* **Input**:
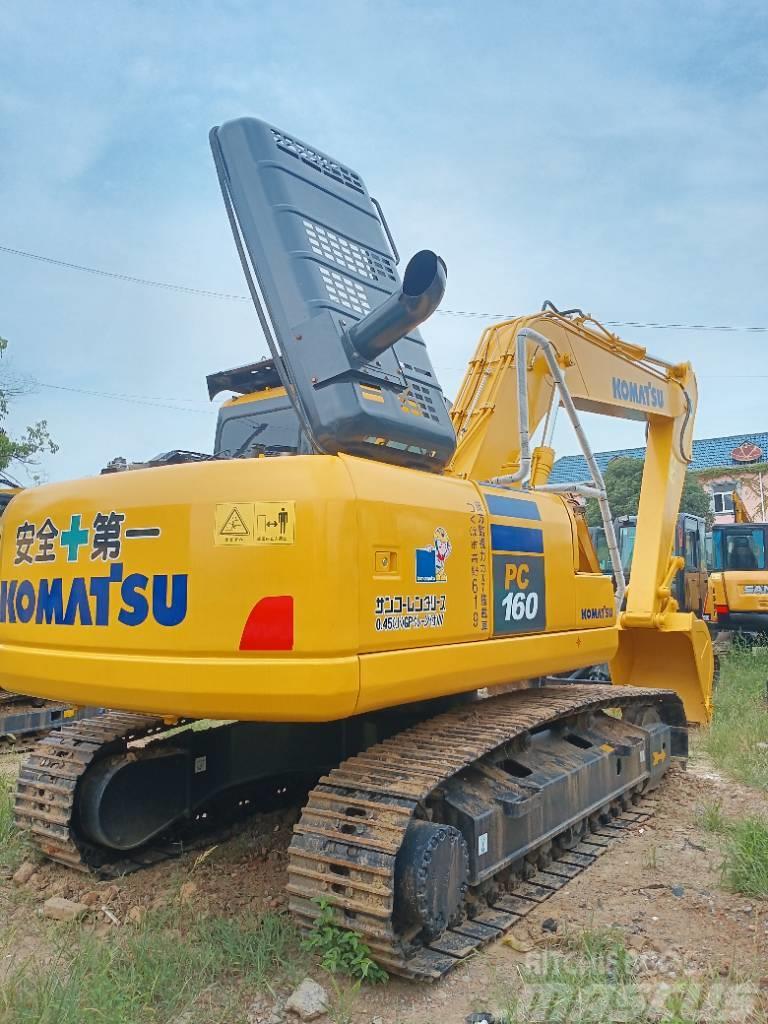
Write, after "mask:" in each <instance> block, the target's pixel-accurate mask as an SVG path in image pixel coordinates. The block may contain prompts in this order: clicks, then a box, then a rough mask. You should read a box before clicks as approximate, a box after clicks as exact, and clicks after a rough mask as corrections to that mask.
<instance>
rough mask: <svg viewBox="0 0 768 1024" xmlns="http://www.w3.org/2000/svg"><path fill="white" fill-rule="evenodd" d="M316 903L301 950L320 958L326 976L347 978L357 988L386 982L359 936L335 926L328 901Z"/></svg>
mask: <svg viewBox="0 0 768 1024" xmlns="http://www.w3.org/2000/svg"><path fill="white" fill-rule="evenodd" d="M315 902H316V903H317V905H318V906H319V914H318V915H317V918H316V919H315V922H314V927H313V928H312V929H311V931H310V932H309V934H308V935H307V937H306V939H305V940H304V942H303V943H302V945H303V947H304V949H306V951H307V952H312V953H315V954H316V955H317V956H319V957H321V966H322V967H323V968H324V970H326V971H328V972H329V974H342V975H346V976H347V977H349V978H352V979H353V980H354V981H356V982H357V983H359V984H361V983H362V982H368V983H370V984H372V985H377V984H381V983H383V982H386V981H388V980H389V975H388V974H387V972H386V971H385V970H384V969H383V968H380V967H379V965H378V964H377V963H376V962H375V961H374V959H373V958H372V956H371V950H370V949H369V947H368V946H367V945H366V943H365V942H364V941H362V940H361V939H360V938H359V936H357V935H355V934H354V932H349V931H347V930H346V929H344V928H339V926H338V925H336V924H335V921H336V915H335V911H334V909H333V907H332V906H331V905H330V904H329V903H328V901H327V900H325V899H317V900H315Z"/></svg>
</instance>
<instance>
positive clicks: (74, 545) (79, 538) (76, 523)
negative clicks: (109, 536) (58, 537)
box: [59, 513, 88, 562]
mask: <svg viewBox="0 0 768 1024" xmlns="http://www.w3.org/2000/svg"><path fill="white" fill-rule="evenodd" d="M81 519H82V516H81V515H80V513H78V514H77V515H74V516H73V517H72V518H71V519H70V528H69V529H65V530H62V531H61V537H60V540H59V543H60V545H61V547H62V548H67V561H68V562H76V561H77V560H78V555H79V554H80V549H81V548H82V547H83V545H85V544H87V543H88V530H87V529H83V527H82V526H81V524H80V520H81Z"/></svg>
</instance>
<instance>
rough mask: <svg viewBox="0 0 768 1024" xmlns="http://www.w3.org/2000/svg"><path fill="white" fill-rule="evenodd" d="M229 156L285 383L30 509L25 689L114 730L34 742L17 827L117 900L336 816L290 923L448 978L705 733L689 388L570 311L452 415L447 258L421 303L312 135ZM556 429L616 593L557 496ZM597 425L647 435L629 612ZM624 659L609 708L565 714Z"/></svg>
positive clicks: (298, 894)
mask: <svg viewBox="0 0 768 1024" xmlns="http://www.w3.org/2000/svg"><path fill="white" fill-rule="evenodd" d="M211 144H212V150H213V154H214V159H215V162H216V167H217V171H218V175H219V180H220V183H221V188H222V194H223V197H224V202H225V207H226V211H227V215H228V217H229V221H230V225H231V227H232V231H233V236H234V241H236V245H237V247H238V251H239V254H240V257H241V261H242V263H243V267H244V270H245V273H246V279H247V282H248V285H249V289H250V290H251V294H252V296H253V299H254V302H255V305H256V309H257V311H258V314H259V317H260V321H261V326H262V329H263V331H264V334H265V337H266V340H267V343H268V345H269V348H270V358H268V359H264V360H262V361H261V362H259V364H252V365H249V366H248V367H244V368H241V369H240V370H238V371H230V372H226V373H224V374H220V375H214V378H215V379H212V380H210V379H209V387H210V389H211V391H212V393H214V392H216V391H218V390H220V389H222V388H224V389H226V388H229V389H230V390H233V391H234V392H236V394H238V397H236V398H233V399H231V400H230V401H229V402H228V403H227V404H226V406H225V407H224V408H223V409H222V414H221V422H220V425H219V427H220V429H219V431H218V433H217V451H216V453H215V457H214V458H212V459H210V460H207V461H205V460H202V461H201V460H200V458H199V457H198V458H196V460H195V461H194V462H189V463H187V464H181V465H168V466H162V467H155V468H148V469H138V470H135V471H133V472H130V473H119V472H118V473H113V474H109V475H102V476H100V477H96V478H93V479H86V480H80V481H78V483H77V484H76V485H73V484H72V483H54V484H48V485H46V486H43V487H38V488H35V489H34V490H31V492H29V493H27V494H24V495H22V496H19V497H18V498H17V499H16V500H15V501H14V502H13V504H12V506H11V507H10V509H9V511H8V515H7V521H6V524H5V530H4V537H3V543H2V551H1V552H0V559H1V565H2V580H1V581H0V665H1V666H2V674H3V677H4V678H5V679H8V680H9V681H10V682H12V683H13V685H17V686H18V687H19V688H22V689H24V690H26V691H28V692H32V693H36V694H39V695H41V696H45V697H58V696H67V697H68V698H71V699H74V700H77V701H80V702H82V703H84V705H86V703H95V705H100V706H103V707H106V708H111V709H114V711H112V712H110V713H108V714H105V715H104V716H102V717H101V718H100V719H98V720H94V721H91V722H87V723H76V724H74V725H72V726H67V727H65V728H63V729H62V730H61V731H60V732H59V733H57V734H56V735H55V736H52V737H50V738H48V739H46V740H44V741H41V742H40V743H39V744H38V745H37V748H36V749H35V751H34V752H33V753H32V754H31V755H30V757H29V758H28V760H27V762H26V763H25V764H24V766H23V768H22V770H20V774H19V778H18V782H17V791H16V797H15V813H16V818H17V821H18V822H19V823H20V824H22V825H23V826H24V827H25V828H27V829H28V830H29V835H30V837H31V838H32V840H33V841H34V842H35V843H36V844H37V847H38V849H39V850H40V851H41V852H42V853H43V854H44V855H47V856H49V857H51V858H53V859H55V860H58V861H60V862H61V863H65V864H69V865H71V866H73V867H77V868H79V869H82V870H96V871H100V872H101V873H110V872H111V871H112V872H114V871H124V870H130V869H132V868H134V867H136V866H140V865H142V864H145V863H153V862H155V861H156V860H158V859H159V858H161V857H163V856H167V855H168V850H169V848H170V847H172V846H173V844H174V843H180V842H188V841H190V837H194V836H195V835H197V833H196V829H198V828H202V827H205V826H206V823H208V824H210V822H211V821H214V822H215V821H218V822H223V821H228V820H230V819H231V817H232V815H236V814H238V813H239V812H240V811H242V810H243V808H244V807H245V806H250V807H262V806H265V805H267V804H268V803H269V802H270V801H272V800H274V799H279V798H284V797H285V796H286V793H287V792H288V794H289V796H290V795H291V794H292V793H300V792H304V793H306V788H307V787H308V786H309V787H311V788H310V792H309V794H308V798H307V799H306V803H305V806H304V810H303V812H302V815H301V818H300V820H299V822H298V824H297V825H296V827H295V833H294V838H293V842H292V845H291V848H290V851H289V867H288V893H289V897H290V907H291V910H292V912H293V913H294V914H295V916H296V918H297V920H298V921H299V922H300V923H301V924H302V926H310V925H311V923H312V922H313V921H314V920H315V919H316V918H317V915H318V914H319V913H321V906H322V905H326V906H328V907H330V908H331V911H332V912H333V914H334V915H335V918H336V920H337V922H338V923H339V924H340V925H341V926H342V927H344V928H348V929H350V930H352V931H354V932H356V933H357V934H358V935H359V936H360V938H361V939H362V940H364V941H365V942H366V943H367V944H368V946H369V947H370V949H371V951H372V953H373V955H374V956H375V958H376V959H377V961H378V962H379V963H380V964H381V965H382V966H384V967H385V968H386V969H387V970H389V971H391V972H394V973H397V974H401V975H403V976H407V977H413V978H433V977H439V976H440V975H442V974H444V973H445V972H446V971H449V970H451V968H452V967H453V966H454V965H455V964H457V963H460V962H461V961H462V958H464V957H466V956H467V955H468V954H469V953H471V951H472V950H473V949H475V948H477V946H478V945H481V944H482V943H483V942H486V941H488V940H489V939H492V938H494V937H496V936H498V935H500V934H501V933H502V932H503V931H504V930H505V929H506V928H509V927H510V926H511V925H512V924H514V922H515V921H517V920H519V915H520V914H521V913H524V912H525V909H526V908H529V907H531V906H534V905H535V904H536V902H537V901H541V900H542V899H544V898H546V896H547V895H549V894H550V893H551V892H552V891H554V890H555V889H556V888H558V887H559V886H561V885H563V884H565V882H566V881H567V880H568V879H570V878H572V877H574V876H577V874H578V873H579V872H580V871H581V870H582V869H583V868H584V867H585V866H587V865H589V864H590V863H592V861H593V860H594V858H595V856H596V855H597V854H598V853H600V852H602V848H603V847H604V846H605V845H606V843H607V842H608V839H607V838H606V837H609V836H610V835H613V834H616V833H621V828H622V826H624V825H627V824H628V823H631V822H632V821H633V820H637V817H638V815H639V814H640V810H638V809H637V806H636V805H638V802H639V801H642V800H643V799H644V795H645V794H646V793H648V792H649V791H651V790H652V788H653V787H654V786H656V785H657V784H658V783H659V782H660V781H662V780H663V778H664V775H665V773H666V771H667V770H668V768H669V766H670V763H671V760H672V759H674V758H678V757H684V756H685V754H686V750H687V739H686V722H694V723H700V722H706V721H708V719H709V718H710V715H711V711H712V703H711V689H712V671H713V656H712V647H711V643H710V637H709V632H708V630H707V628H706V627H705V626H703V624H702V623H701V622H700V621H699V620H697V618H696V617H695V616H694V615H692V614H690V613H682V612H680V611H679V610H678V608H677V605H676V602H675V600H674V597H673V596H672V582H673V579H674V575H675V572H676V571H677V568H678V563H677V561H675V560H674V559H672V558H671V551H672V542H673V531H674V528H675V523H676V519H677V513H678V506H679V502H680V495H681V489H682V485H683V477H684V472H685V467H686V465H687V463H688V462H689V460H690V445H691V431H692V428H693V418H694V414H695V409H696V384H695V378H694V375H693V372H692V370H691V368H690V366H689V365H688V364H680V365H671V364H668V362H666V361H664V360H663V359H660V358H658V357H656V356H653V355H651V354H650V353H648V352H647V351H646V349H645V348H643V347H641V346H639V345H634V344H631V343H628V342H626V341H622V340H621V339H620V338H617V337H616V336H615V335H613V334H611V333H610V332H608V331H607V330H606V329H605V328H603V327H602V326H601V325H600V324H598V323H597V322H595V321H593V319H592V318H591V317H590V316H587V315H585V314H584V313H582V312H581V311H579V310H568V311H565V312H560V311H558V310H557V309H555V308H554V307H553V306H552V305H551V304H547V306H546V307H545V309H544V310H543V311H541V312H539V313H536V314H534V315H530V316H523V317H519V318H516V319H511V321H508V322H506V323H502V324H498V325H495V326H494V327H492V328H488V329H487V330H486V331H485V332H484V333H483V335H482V337H481V339H480V342H479V344H478V347H477V350H476V352H475V354H474V356H473V357H472V359H471V361H470V364H469V367H468V370H467V373H466V376H465V379H464V382H463V384H462V386H461V389H460V391H459V395H458V398H457V400H456V402H455V404H454V406H453V409H452V410H451V413H449V411H447V402H446V401H445V399H444V397H443V394H442V391H441V389H440V387H439V384H438V383H437V377H436V374H435V371H434V368H433V366H432V362H431V360H430V358H429V354H428V352H427V348H426V345H425V343H424V341H423V339H422V337H421V335H420V334H419V332H418V327H419V325H420V324H421V323H423V322H424V321H425V319H426V318H427V317H428V316H429V315H430V314H431V313H432V312H433V311H434V310H435V309H436V307H437V305H438V304H439V302H440V300H441V298H442V294H443V291H444V287H445V265H444V263H443V262H442V260H440V259H439V258H438V257H437V256H436V255H435V254H434V253H433V252H431V251H429V250H424V251H422V252H419V253H417V254H416V256H414V257H413V258H412V259H411V261H410V262H409V264H408V266H407V267H406V269H404V273H403V275H402V279H400V275H399V272H398V270H397V260H398V257H397V252H396V248H395V246H394V242H393V240H392V238H391V234H390V232H389V230H388V228H387V225H386V221H385V219H384V215H383V213H382V210H381V207H380V206H379V204H378V203H377V202H376V201H375V200H374V199H372V198H371V196H370V194H369V191H368V189H367V187H366V184H365V182H364V180H362V178H361V177H360V175H359V174H358V173H356V172H355V171H354V170H352V169H351V168H349V167H348V166H346V165H344V164H342V163H341V162H340V161H338V160H336V159H334V158H332V157H330V156H328V155H327V154H324V153H322V152H321V151H318V150H316V148H315V147H314V146H311V145H308V144H307V143H305V142H302V141H300V140H298V139H296V138H295V137H293V136H291V135H289V134H288V133H287V132H285V131H283V130H281V129H278V128H275V127H273V126H271V125H268V124H266V123H264V122H262V121H258V120H256V119H252V118H244V119H241V120H238V121H232V122H229V123H227V124H224V125H222V126H221V127H218V128H215V129H214V130H213V131H212V133H211ZM559 408H562V409H564V411H565V414H566V415H567V417H568V418H569V420H570V422H571V423H572V425H573V427H574V429H575V432H577V436H578V437H579V440H580V442H581V445H582V447H583V451H584V453H585V456H586V458H587V462H588V465H589V467H590V470H591V474H592V476H591V479H589V480H585V481H583V482H582V483H580V484H579V485H578V487H577V489H579V490H581V493H582V494H585V495H591V496H595V497H596V498H597V499H598V502H599V504H600V508H601V511H602V515H603V525H604V528H605V530H606V537H607V541H608V547H609V550H610V554H611V561H612V577H611V574H608V573H603V572H601V571H600V569H599V566H598V564H597V559H596V556H595V551H594V548H593V546H592V543H591V540H590V537H589V532H588V529H587V526H586V523H585V522H584V519H583V517H582V516H580V515H577V514H575V512H574V511H573V509H572V507H571V505H570V503H569V501H568V500H567V499H566V498H565V496H564V494H563V493H561V488H560V487H558V486H556V485H554V484H551V483H549V482H548V478H549V471H550V468H551V466H552V462H553V458H554V453H553V450H552V443H551V438H552V431H553V428H554V420H555V415H556V413H557V411H558V409H559ZM580 410H587V411H589V412H593V413H602V414H604V415H607V416H614V417H624V418H630V419H634V420H638V421H640V422H644V423H645V424H647V430H648V450H647V456H646V460H645V469H644V475H643V483H642V495H641V499H640V506H639V513H638V519H637V535H636V546H635V559H634V563H633V574H632V585H631V587H630V590H629V593H628V594H627V600H626V606H625V604H624V598H625V594H624V590H625V588H624V575H623V571H622V565H621V560H620V558H618V552H617V550H616V544H615V536H614V532H613V527H612V523H611V518H610V511H609V508H608V504H607V501H606V498H605V489H604V485H603V481H602V477H601V475H600V472H599V469H598V467H597V466H596V464H595V462H594V459H593V457H592V453H591V451H590V447H589V444H588V441H587V438H586V435H585V433H584V430H583V428H582V425H581V422H580V419H579V411H580ZM535 435H536V436H538V438H539V441H540V442H539V443H537V444H534V443H532V442H531V437H534V436H535ZM567 489H568V490H572V489H573V484H568V485H567ZM614 580H615V588H614V583H613V581H614ZM621 609H624V610H621ZM600 662H608V663H609V664H610V669H611V678H612V680H613V683H614V685H612V686H596V685H572V684H568V683H563V682H562V681H560V682H557V683H549V682H546V681H545V682H544V683H543V682H542V681H543V680H546V678H547V677H549V676H550V675H551V674H553V673H561V672H566V671H567V670H569V669H577V668H580V667H583V666H588V665H592V664H595V663H600ZM608 712H610V714H608ZM200 719H208V720H215V721H217V722H218V723H219V724H218V725H216V726H215V727H210V728H187V729H183V728H182V729H180V730H179V729H178V728H177V727H178V726H179V725H183V724H184V723H185V722H187V721H189V720H200ZM324 901H325V904H324Z"/></svg>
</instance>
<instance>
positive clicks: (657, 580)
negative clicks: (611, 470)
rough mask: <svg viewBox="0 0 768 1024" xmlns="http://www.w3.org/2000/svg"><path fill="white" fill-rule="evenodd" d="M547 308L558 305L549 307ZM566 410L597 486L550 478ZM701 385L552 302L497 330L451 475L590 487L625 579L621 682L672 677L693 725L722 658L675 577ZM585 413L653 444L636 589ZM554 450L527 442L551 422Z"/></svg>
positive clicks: (627, 343)
mask: <svg viewBox="0 0 768 1024" xmlns="http://www.w3.org/2000/svg"><path fill="white" fill-rule="evenodd" d="M547 307H549V308H547ZM560 403H562V404H563V406H564V407H565V409H566V412H567V413H568V415H569V417H570V419H571V422H572V424H573V426H574V428H575V431H577V436H578V437H579V439H580V441H581V443H582V446H583V450H584V452H585V456H586V457H587V462H588V465H589V466H590V469H591V471H592V477H593V478H592V479H591V480H590V481H588V482H587V485H586V486H582V487H581V488H580V487H578V486H574V485H567V486H563V487H553V486H552V485H550V484H548V483H547V480H548V477H549V469H550V468H551V466H552V463H553V459H554V453H553V451H552V449H551V447H550V446H549V444H548V440H549V437H550V436H551V432H552V426H553V420H554V416H555V412H556V409H557V407H558V406H559V404H560ZM696 404H697V389H696V380H695V376H694V374H693V370H692V368H691V367H690V364H679V365H677V366H673V365H671V364H668V362H666V361H664V360H662V359H658V358H656V357H654V356H651V355H650V354H649V353H648V352H647V350H646V349H645V348H643V347H641V346H639V345H633V344H630V343H628V342H626V341H623V340H622V339H621V338H618V337H617V336H616V335H614V334H612V333H611V332H609V331H607V330H606V329H605V328H604V327H603V326H602V325H601V324H599V323H598V322H597V321H594V319H593V318H592V317H591V316H588V315H585V314H584V313H583V312H582V311H581V310H572V311H569V312H568V313H567V314H564V313H561V312H559V311H558V310H556V309H555V308H554V307H552V306H551V304H549V303H547V305H546V307H545V309H544V310H543V311H542V312H541V313H539V314H536V315H532V316H527V317H518V318H516V319H512V321H508V322H506V323H503V324H499V325H496V326H494V327H492V328H488V329H487V330H486V331H485V332H484V333H483V335H482V337H481V338H480V342H479V344H478V347H477V350H476V352H475V355H474V357H473V358H472V359H471V360H470V364H469V368H468V370H467V373H466V375H465V378H464V381H463V383H462V385H461V387H460V389H459V394H458V397H457V400H456V403H455V406H454V408H453V410H452V418H453V421H454V426H455V427H456V431H457V438H458V444H457V450H456V453H455V455H454V458H453V460H452V462H451V464H450V466H449V472H450V473H452V474H454V475H456V476H459V477H462V478H469V479H488V478H497V479H501V480H506V481H507V482H509V483H515V484H521V485H523V486H526V487H528V488H529V489H530V490H531V492H532V493H536V490H552V489H559V490H566V492H567V490H573V489H575V490H580V489H581V493H582V494H584V495H593V496H594V497H597V498H598V501H599V502H600V505H601V510H602V512H603V526H604V529H605V532H606V537H607V541H608V547H609V549H611V553H612V556H613V563H614V564H613V568H614V575H615V578H616V579H617V584H618V585H617V603H618V604H620V607H621V608H622V613H621V618H620V644H618V650H617V652H616V654H615V656H614V657H613V658H612V659H611V675H612V678H613V681H614V683H618V684H633V683H637V682H638V681H639V680H640V679H642V681H643V685H657V686H664V685H666V682H667V681H668V680H669V678H670V672H671V671H672V673H673V676H674V678H675V679H676V681H677V682H676V685H677V686H678V687H679V691H680V692H681V694H682V695H683V698H684V701H685V708H686V714H687V716H688V719H689V720H690V721H694V722H706V721H709V719H710V716H711V714H712V676H713V672H714V658H713V654H712V645H711V641H710V637H709V632H708V630H707V627H706V626H705V625H703V624H702V623H701V622H700V621H699V620H698V618H697V617H696V616H695V615H693V614H692V613H683V612H680V611H679V610H678V605H677V602H676V600H675V599H674V597H673V596H672V582H673V580H674V578H675V574H676V573H677V572H678V571H679V570H680V569H681V568H682V562H683V560H682V559H681V558H679V557H677V556H674V555H673V554H672V552H673V547H674V540H675V526H676V523H677V516H678V511H679V507H680V498H681V495H682V489H683V484H684V482H685V472H686V468H687V466H688V464H689V463H690V461H691V440H692V432H693V420H694V416H695V411H696ZM578 410H582V411H585V412H590V413H598V414H602V415H605V416H610V417H618V418H623V419H632V420H640V421H644V422H645V423H646V425H647V447H646V454H645V466H644V470H643V478H642V486H641V492H640V503H639V508H638V516H637V532H636V539H635V555H634V567H633V573H632V584H631V586H630V587H629V589H628V592H627V595H626V604H625V603H624V573H623V570H622V566H621V560H620V559H618V554H617V549H616V545H615V537H614V530H613V524H612V521H611V519H610V515H609V510H608V506H607V502H606V496H605V487H604V483H603V480H602V476H601V474H600V471H599V469H598V467H597V465H596V463H595V462H594V459H592V456H591V452H590V450H589V445H588V443H587V441H586V436H585V434H584V432H583V430H582V428H581V425H580V423H579V419H578V413H577V411H578ZM545 420H546V421H547V423H546V425H545V437H544V443H543V444H542V445H540V446H539V447H537V449H536V451H535V452H534V453H532V456H531V454H530V447H529V438H530V436H531V435H532V434H534V433H535V431H536V430H537V428H538V427H539V426H540V424H541V423H542V422H543V421H545Z"/></svg>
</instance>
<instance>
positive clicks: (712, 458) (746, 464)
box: [550, 433, 768, 483]
mask: <svg viewBox="0 0 768 1024" xmlns="http://www.w3.org/2000/svg"><path fill="white" fill-rule="evenodd" d="M745 441H746V442H750V443H752V444H757V445H758V447H759V449H762V451H763V457H762V458H761V460H760V461H761V462H762V461H763V460H764V461H766V462H768V433H758V434H730V435H729V436H728V437H702V438H700V440H694V441H693V462H692V463H691V465H690V468H691V469H692V470H693V472H694V473H695V472H697V471H698V470H702V469H720V468H721V467H722V468H723V469H730V468H734V467H735V468H746V466H749V463H746V464H745V463H738V462H736V461H735V459H733V458H732V456H731V453H732V452H733V450H734V449H736V447H738V446H739V445H740V444H743V443H744V442H745ZM644 456H645V449H644V447H643V449H618V451H616V452H596V453H595V460H596V462H597V464H598V466H599V467H600V469H601V470H602V471H603V472H604V471H605V467H606V466H607V465H608V463H609V462H611V461H612V460H613V459H620V458H629V459H642V458H643V457H644ZM587 479H589V470H588V469H587V463H586V461H585V458H584V456H583V455H565V456H563V457H562V458H561V459H558V460H557V462H556V463H555V465H554V466H553V467H552V475H551V476H550V483H575V482H577V481H578V480H587Z"/></svg>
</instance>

* **Exercise**: For every line of the data above that contains "negative", copy that line.

* **Written response**:
negative clicks: (109, 536) (58, 537)
negative clicks: (611, 470)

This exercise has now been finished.